Sounds like oil and gas to spend loads of money but not really think about what they're buying until after the fact. I worked a summer for a mine, and I got a brand new mac to make an app no one wanted, then worked on a tablet app for the pit shop without actually asking the pit shop if they needed it (I was an idiot). That company didn't even bat an eye when a $55,000 HMI was incurably incompatible with the mega expensive MCC equipment they had installed. Worrying about it would've wasted time which the mining industry, similar to oil and gas prioritizes above all. In the end the only thing that I made that was needed and used was a redo to their 20yo website from the 90s that we all thought was abandoned but was actually kept up to date in it's original form...with banners and those gross html borders you get with s
Makes me wonder if one would be foolish asking basic questions that may be considered to be "beyond the scope of one's role". Oddly, the more senior a dev becomes, I have found myself in situations where it feels like it's an expectation to "Just shut up and do and make some progress, but don't care to what end" no matter how much your management euphimizes how creativity in your role is crucial to project success. In your case, some early survey would have been a decent predictor of the project's success, but the question is, were you in a position to make those decisions and stop if you chose to? If one is an independent consultant, how will that impact their reputation? If one works part of a larger consultancy org, will one even have a choice to express such realities and change course, or is it just a lost cause? At that point, it really becomes "How well can you sleep at night, knowing what you know?". Like being on food stamps for life.
Designed one that never went anywhere due to politics. Taught me an important lesson about how one bad leader can waste amazing amounts of money and time.
I believe that's the time to have a strong personality, learn to say NO and work on a leverage/persuasion, if requirements are not being negotiated correctly, clients/product owners/managers/analysts will invent requirements (some of them doesn't make sense) that will balloon the scope of the project, it will be over-engineering instead of MVP.

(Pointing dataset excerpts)

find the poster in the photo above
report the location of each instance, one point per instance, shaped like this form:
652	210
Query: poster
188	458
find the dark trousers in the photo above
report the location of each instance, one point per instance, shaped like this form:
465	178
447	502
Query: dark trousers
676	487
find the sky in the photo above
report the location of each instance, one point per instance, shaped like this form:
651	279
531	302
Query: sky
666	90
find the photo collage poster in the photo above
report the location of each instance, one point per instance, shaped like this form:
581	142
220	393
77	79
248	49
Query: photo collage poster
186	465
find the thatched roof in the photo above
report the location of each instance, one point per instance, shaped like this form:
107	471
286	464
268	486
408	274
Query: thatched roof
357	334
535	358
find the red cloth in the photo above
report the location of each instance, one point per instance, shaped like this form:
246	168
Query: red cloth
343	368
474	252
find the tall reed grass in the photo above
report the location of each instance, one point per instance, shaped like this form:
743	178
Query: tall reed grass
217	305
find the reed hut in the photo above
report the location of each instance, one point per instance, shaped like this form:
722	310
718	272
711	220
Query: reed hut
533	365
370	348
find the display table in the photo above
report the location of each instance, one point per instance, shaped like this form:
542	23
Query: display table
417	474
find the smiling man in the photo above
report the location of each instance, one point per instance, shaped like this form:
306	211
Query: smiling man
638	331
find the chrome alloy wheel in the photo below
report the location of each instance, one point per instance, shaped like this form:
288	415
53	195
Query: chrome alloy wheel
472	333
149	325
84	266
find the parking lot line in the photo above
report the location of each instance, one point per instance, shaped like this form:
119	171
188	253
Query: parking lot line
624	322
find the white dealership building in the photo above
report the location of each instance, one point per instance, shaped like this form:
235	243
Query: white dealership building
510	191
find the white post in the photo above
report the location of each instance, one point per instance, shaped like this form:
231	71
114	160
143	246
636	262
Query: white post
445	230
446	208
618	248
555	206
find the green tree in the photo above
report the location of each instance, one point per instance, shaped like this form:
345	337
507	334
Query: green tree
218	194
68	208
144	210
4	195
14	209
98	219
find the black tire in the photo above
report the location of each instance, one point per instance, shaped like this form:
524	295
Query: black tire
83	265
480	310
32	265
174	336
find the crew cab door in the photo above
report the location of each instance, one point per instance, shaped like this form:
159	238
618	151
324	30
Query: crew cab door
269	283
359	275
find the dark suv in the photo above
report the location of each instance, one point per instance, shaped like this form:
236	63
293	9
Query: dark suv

# Given request
Continue the comments on wasted software projects from the point where they stop.

# Answer for this exercise
Absolutely. Even at 13 years into my career about which I was at this point, I didn’t have the skills yet to get to know the client personally well enough to get them to accept my advice. I don’t think any of us could get through to this person - they were exceptionally strong willed. 😕
I was on a similar project, except agile, but that didn't matter because they weren't really interested in customer feedback unless it validated whatever ideas the management had already thought of. And also too much time wasted trying to replicate features from competitors on a too small of a budget. I knew what this was going to be about the moment you said "reporting". Is it something about reporting and analytics software that makes managers enjoy setting money on fire pointlessly replicating it?
I am also a Software Developer by profession. In my 5 years of career, I have worked with 4 different firms and almost 10 different clients. I personally relate quite a lot with your experience and stories. Having said that, It is always good to hear what you say and I try to take something out of every video of yours. I see that it has been an year since you last uploaded your video. I would highly appreciate if you start being active again and give us more content🙂 You are helping out thousands of people like me and we look forward for more such learnings🙂
That's real unfortunate. I can't even begin to understand how you guys did the design documentation part for that long. Sounds like at that point it's accepting the situation for what it is (from your other "Accepting difficult project circumstances" video). I mean, seriously, I fail to understand the ways some organizations spend budget on things that make a negative ROI, whether whole projects or some of its underperforming teams. Few other teams in your client company must have wondered why you folks were hired in the first place. Talk about brewing animosity. I wish we got a peek into such management budget discussions/decisions or at the very least be appraised. Have you been in those discussions? Perhaps a topic request from me for one of your next videos.
Yeah these are unfortunately just some of the things that happen when people don’t trust each other’s advice enough. A prime example of why I advocate so strongly for developers to learn better communication and persuasion skills through empathy!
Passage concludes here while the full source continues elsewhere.